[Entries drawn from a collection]
=====

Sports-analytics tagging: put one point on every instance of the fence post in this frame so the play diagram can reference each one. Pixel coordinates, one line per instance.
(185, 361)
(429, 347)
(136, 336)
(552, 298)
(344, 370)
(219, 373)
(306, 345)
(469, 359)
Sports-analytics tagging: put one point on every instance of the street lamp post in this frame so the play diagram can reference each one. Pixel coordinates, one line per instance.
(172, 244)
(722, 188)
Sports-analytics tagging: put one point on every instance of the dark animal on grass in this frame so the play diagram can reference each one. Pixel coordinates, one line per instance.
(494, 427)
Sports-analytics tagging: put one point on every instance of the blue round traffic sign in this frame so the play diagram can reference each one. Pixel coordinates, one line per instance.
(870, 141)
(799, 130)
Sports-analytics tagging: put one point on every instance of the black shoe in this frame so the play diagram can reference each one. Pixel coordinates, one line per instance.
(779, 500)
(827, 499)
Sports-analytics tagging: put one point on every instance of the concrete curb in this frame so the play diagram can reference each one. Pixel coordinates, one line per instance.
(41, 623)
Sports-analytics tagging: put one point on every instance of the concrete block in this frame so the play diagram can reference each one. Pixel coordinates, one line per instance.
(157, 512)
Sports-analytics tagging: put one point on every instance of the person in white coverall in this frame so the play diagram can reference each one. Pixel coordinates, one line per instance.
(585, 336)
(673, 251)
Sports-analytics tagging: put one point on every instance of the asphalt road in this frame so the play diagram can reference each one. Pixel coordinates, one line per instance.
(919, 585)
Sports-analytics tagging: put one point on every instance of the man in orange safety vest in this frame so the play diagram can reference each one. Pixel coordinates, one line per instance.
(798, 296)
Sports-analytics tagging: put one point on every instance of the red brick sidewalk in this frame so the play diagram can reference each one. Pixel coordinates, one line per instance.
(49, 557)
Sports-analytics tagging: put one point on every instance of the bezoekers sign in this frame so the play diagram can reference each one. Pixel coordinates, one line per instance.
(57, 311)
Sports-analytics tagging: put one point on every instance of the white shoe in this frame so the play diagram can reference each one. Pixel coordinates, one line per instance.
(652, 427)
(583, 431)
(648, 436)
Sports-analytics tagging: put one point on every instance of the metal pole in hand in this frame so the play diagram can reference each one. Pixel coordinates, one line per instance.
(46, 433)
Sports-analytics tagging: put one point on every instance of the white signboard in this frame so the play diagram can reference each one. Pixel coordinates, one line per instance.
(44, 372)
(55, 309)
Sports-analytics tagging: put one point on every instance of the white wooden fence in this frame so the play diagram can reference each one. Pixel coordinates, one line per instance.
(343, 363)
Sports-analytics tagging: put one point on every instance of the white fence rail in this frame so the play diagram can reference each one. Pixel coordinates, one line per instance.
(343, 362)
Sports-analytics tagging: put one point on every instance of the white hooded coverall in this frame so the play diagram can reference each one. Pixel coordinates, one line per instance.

=====

Reproduce every line of the listing from the line containing "the white signboard" through the end of the listing. Increase each coordinate in the answers by 74 and leave all other text unchanged.

Sports-analytics tagging: put one point on every instance of the white signboard in this frame so the play diagram can reference each one. Pixel coordinates, one line per instance.
(118, 446)
(129, 383)
Sports-analytics tagging: put one point on every instance of the white wooden fence in this frame so the play diagram can reference each one. Pixel coordinates, one line per instance.
(417, 437)
Sports-analytics tagging: put one point on every instance of the white fence rail in this frame so the play diagram can reference each one. Pixel coordinates, one line per instance.
(417, 436)
Sports-analytics tagging: put one point on every instance of the white hooded coverall in this frame so the play diagram can reference each one. Pixel coordinates, one line per instance.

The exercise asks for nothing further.